* _STATED TASK A_:
From the benchmark summary below, restate the bullet that begins "Junctions: 1–340x" as a short list that keeps its main facts.

══ TEXT SEGMENT

Qualitative summary of the current state:
- **Fused linear path:** 13–44x Akka (typed plan; all common sink shapes).
- **Junctions:** 1–340x, with most shapes well above parity; typed kernels now cover concat, merge,
broadcast/zip, balance/merge, partition, prioritized merge, merge-preferred, merge-sorted,
merge-sequence, and merge-latest.
- **Graph cycles (typed feedback kernel):** ~29x Akka on the `MergePreferred`/`Broadcast` feedback shape.
- **BidiFlow:** 3.7–5x Akka.
- **Dynamic hubs:** MergeHub p16 13x, p4 2.1x (p1 below parity — remaining lever documented in
`roadmap/benchmarks/dynamic-streams.md`); BroadcastHub 1.3–2x; PartitionHub 1.4–2.7x.

════

* _STATED TASK B_:
Please return each line of the records below that contains the string "slope". Case counts.

══ RECORDS FOR THIS TASK

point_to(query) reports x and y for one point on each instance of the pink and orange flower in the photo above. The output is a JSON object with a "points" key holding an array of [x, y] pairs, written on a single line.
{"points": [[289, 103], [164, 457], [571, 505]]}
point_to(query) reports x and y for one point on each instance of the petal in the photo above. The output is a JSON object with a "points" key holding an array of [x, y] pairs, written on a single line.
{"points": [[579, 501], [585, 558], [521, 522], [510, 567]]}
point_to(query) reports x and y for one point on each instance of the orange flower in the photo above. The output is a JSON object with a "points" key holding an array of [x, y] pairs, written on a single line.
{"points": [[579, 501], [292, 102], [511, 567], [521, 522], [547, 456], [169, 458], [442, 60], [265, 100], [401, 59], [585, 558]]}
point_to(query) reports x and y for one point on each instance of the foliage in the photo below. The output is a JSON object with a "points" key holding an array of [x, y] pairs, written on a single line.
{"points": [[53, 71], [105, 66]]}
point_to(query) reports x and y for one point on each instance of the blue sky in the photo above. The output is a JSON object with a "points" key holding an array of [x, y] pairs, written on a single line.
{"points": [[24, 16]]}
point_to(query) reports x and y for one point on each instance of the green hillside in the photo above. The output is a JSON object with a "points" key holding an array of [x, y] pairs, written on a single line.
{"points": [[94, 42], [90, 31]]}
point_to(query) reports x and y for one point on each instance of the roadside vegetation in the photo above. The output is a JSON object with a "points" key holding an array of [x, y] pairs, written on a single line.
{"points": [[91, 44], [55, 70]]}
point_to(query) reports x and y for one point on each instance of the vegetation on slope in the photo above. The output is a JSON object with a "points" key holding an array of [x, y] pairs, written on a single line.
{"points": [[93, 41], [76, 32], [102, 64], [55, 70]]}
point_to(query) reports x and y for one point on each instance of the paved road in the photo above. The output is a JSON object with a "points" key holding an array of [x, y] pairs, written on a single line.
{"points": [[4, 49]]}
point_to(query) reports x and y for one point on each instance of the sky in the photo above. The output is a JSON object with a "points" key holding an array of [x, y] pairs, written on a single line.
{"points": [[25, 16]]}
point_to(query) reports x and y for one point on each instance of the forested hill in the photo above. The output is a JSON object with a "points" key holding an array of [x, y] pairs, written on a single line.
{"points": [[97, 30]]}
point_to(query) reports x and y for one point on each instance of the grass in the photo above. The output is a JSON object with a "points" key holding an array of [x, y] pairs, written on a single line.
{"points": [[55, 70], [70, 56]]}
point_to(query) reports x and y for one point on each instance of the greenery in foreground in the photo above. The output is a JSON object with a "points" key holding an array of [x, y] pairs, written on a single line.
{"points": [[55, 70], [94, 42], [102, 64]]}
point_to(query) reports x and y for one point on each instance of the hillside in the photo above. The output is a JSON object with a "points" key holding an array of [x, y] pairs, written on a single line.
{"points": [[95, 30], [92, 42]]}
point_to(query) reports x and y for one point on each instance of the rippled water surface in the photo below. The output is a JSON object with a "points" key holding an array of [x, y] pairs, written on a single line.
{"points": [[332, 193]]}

════

* _TASK ANSWER A_:
- Junctions: 1–340x, most shapes well above parity
- Typed kernels cover concat, merge, broadcast/zip, balance/merge, partition, prioritized merge, merge-preferred, merge-sorted, merge-sequence and merge-latest

* _TASK ANSWER B_:
point_to(query) reports x and y for one point on each instance of the vegetation on slope in the photo above. The output is a JSON object with a "points" key holding an array of [x, y] pairs, written on a single line.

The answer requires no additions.